TEKS BACAAN:
Choose Your Color

Informasi

Berita

Marhaban ya Ramadhan: Menakrif Makna Puasa Perspektif Bahasa

Marhaban ya Ramadhan: Menakrif Makna Puasa Perspektif Bahasa

  • 2022-04-03 18:22:09
  • Administrator
  • Berita

Oleh: Paramita

Tak terasa kita berjumpa lagi dengan bulan mulia, bulan suci Ramadhan. Sering kita melihat baik di jalan-jalan, surau-surau, masjid-masjid bahkan di media sosial suatu redaksi "Marhaban ya Ramadhan" sebagai bukti antusias masyarakat muslim dalam menyambut bulan Ramadhan.

Dalam bulan ini banyak sekali keutamaannya, salah satuya bulan Ramadhan merupakan bulan diturunkannya al-Qur’an, serta kemuliaan malam Lailatul Qadar.

Marhaban terambil dari kata rahb yang setidaknya memiliki tiga arti. Yakni yang pertama menyambut, yang kedua lapang atau luas, dan yang ketiga tempat berhenti sejenak. Sehingga maknanya, kita dalam menyambut bulan Ramadhan dengan hati yang lapang dan riang gembira, jiwa yang tenang serta pikiran yang jernih.

Marhaban juga memiliki makna lain sebagai tempat berhenti sejenak bagi para musafir, petualangan, pengelana untuk mengambil bekal dan juga untuk kendaraannya.

Allah menganugerahkan seluruhnya 12 bulan, yang 1 bulan untuk kita ambil bekal, yakni bulan Ramadhan. Pada bulan ini kita dididik oleh sebuah kurikulum yang sangat luar biasa. Tidak hanya itu, pengajaran yang terdapat pada bulan Ramadhan juga membuat kita menjadi manusia yang utuh di satu sisi, dan menjadi hamba-Nya di sisi lain, serta kita dapat menjalankan sebagai tugas khalifatullah.

Pada bulan Ramadha ini kita diperintahkan untuk berpuasa sebagaimana umat sebelum kita. Namun hal yang membedakan puasa kita dengan orang terdahulu adalah dianjurkannya sahur, tarawih, tadarus al-Qur'an, dan shalat malam pada kemuliaan Lailatul Qadar.

INFORMASI PENDUKUNG:
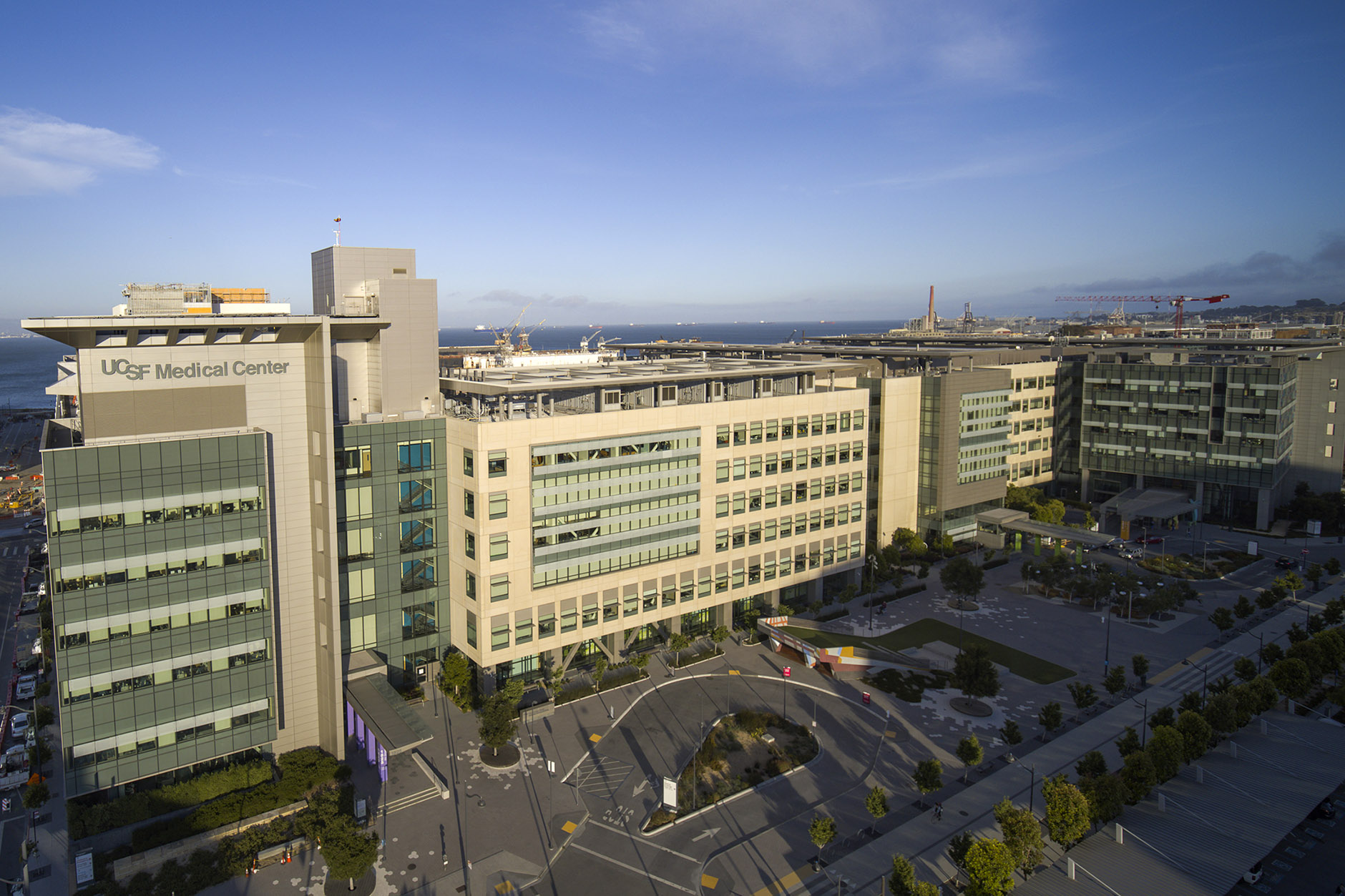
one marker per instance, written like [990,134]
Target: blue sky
[635,160]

TUGAS TERTULIS:
#1 Ringkas artikel tentang makna Marhaban ya Ramadhan dalam dua kalimat.
#2 Menurut artikel tentang makna Marhaban ya Ramadhan, dari kata apa "Marhaban" terambil?
#3 Tulis kelanjutan artikel tentang makna Marhaban ya Ramadhan, dimulai setelah kalimat terakhirnya.

KUNCI JAWABAN:
#1 Kata "Marhaban" terambil dari kata rahb, yang berarti menyambut, lapang atau luas, dan tempat berhenti sejenak, sehingga bulan Ramadhan disambut dengan hati yang lapang dan riang gembira, jiwa yang tenang, serta pikiran yang jernih. Ramadhan adalah satu dari 12 bulan yang dianugerahkan Allah untuk mengambil bekal, dan puasa di bulan ini dibedakan dari puasa orang terdahulu oleh anjuran sahur, tarawih, tadarus al-Qur'an, dan shalat malam pada kemuliaan Lailatul Qadar.

#2 Dari kata rahb.

#3
Dalam bahasa kita, puasa terambil dari bahasa sansekerta upawasa. Upa yang berarti mendekat dan Wasa memiliki arti Tuhan. Sehingga upawasa dapat diartikan sebagai upaya untuk mendekatkan diri kita kepada Tuhan.

Mari kita amati jika di luar Ramadhan, kehidupan kita identik dengan makan-makan, berbelanja, memuaskan nafsu dan tidak menahan diri. Namun di dalam bulan Ramadhan ini puasa dicirikan dengan imsak atau menahan diri. Yang lazimnya kita melaju dengan kehidupan yang diindahkan harta, tahta dan wanita, akan tetapi dengan memasuki bulan Ramadhan hidup ini melaju melambat dalam menikmati hinggar bingarnya dunia  dan lebih fokus kepada mendekatkan diri kepada Tuhan.

Kita belajar bagaimana menjadi manusia yang fitrah, yang sungguh-sungguh suci sebagimana seperti hari saat kita dilahirkan oleh ibu kita.

Oleh karenanya patut kita refleksikan dan renungi bersama jangan sampai kekurangan bulan puasa sebelumnya terulang kembali di bulan mulia ini. Sudah seharusnya kita tingkatkan lagi Ramadhan ini jauh lebih baik dari Ramadhan sebelumnya. Ramadhan ini bisa kita ilustrasikan sebagai perjuangan mendayagunakan segala kemampuan jasmani, daya qalbu, dan rohani untuk bisa sampai dihadapan-Nya. Mengerahkan kemampuan intelektual dan spiritual serta mengubah mindset dari mengikuti hawa nafsu kepada menahan hawa nafsu.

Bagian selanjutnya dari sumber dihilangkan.